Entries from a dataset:
** Begin **

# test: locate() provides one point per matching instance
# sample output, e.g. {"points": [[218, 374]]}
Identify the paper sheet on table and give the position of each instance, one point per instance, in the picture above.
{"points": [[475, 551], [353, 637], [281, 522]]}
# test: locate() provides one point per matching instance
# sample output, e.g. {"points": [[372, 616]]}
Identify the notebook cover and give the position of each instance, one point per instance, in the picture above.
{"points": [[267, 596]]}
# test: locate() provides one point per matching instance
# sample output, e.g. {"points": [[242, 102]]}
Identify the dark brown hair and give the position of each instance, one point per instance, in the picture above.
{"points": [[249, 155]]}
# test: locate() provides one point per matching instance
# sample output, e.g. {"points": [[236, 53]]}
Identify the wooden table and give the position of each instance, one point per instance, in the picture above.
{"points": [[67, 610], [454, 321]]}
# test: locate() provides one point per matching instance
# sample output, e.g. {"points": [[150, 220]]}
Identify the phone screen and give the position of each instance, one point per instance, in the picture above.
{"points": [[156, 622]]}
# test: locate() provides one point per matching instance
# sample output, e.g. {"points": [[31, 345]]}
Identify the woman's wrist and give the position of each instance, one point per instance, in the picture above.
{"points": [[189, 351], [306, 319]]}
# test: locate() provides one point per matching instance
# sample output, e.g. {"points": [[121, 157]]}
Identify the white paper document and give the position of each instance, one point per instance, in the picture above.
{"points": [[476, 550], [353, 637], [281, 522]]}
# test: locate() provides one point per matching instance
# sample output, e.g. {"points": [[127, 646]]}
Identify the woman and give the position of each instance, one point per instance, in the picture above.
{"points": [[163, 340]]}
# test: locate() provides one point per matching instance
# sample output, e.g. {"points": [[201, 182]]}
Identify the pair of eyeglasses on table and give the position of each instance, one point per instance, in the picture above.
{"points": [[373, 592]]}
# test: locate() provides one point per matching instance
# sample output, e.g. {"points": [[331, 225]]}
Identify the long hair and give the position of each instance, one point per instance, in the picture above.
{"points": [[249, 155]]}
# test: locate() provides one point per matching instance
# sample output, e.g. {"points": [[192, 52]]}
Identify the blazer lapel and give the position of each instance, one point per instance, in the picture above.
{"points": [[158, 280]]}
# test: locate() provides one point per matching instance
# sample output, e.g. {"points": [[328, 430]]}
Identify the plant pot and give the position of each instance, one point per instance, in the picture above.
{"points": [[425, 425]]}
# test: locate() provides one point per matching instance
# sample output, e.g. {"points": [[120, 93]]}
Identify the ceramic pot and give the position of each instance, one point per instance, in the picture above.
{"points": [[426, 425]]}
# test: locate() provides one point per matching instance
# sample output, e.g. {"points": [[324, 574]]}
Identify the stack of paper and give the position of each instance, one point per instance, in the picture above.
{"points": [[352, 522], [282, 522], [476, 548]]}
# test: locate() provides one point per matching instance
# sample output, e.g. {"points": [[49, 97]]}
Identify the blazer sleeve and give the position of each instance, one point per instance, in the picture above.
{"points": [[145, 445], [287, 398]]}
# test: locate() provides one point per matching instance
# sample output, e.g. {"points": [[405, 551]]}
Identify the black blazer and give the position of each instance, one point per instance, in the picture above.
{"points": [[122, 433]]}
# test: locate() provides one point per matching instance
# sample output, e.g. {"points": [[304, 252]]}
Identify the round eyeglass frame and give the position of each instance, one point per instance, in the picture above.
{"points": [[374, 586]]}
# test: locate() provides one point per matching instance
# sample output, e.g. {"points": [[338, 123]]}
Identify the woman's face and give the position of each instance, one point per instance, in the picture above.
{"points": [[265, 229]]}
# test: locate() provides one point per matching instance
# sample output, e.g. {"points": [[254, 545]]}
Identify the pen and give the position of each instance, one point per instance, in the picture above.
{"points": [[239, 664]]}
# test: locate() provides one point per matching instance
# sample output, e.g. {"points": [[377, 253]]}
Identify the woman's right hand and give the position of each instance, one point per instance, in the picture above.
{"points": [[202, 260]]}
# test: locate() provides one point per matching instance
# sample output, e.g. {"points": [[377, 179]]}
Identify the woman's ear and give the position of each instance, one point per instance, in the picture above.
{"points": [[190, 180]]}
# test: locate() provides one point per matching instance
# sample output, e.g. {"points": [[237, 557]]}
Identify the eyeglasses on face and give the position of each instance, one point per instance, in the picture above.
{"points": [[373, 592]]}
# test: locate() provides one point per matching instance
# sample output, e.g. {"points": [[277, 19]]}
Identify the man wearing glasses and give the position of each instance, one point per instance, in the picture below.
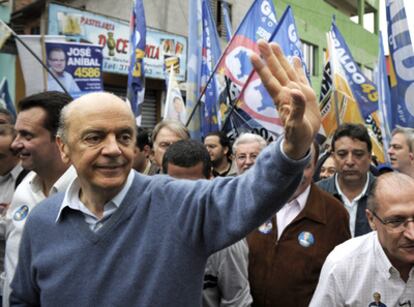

** End **

Brief
Report how many lines of the records above contain the word "hair". Give only the number.

Output for this task
2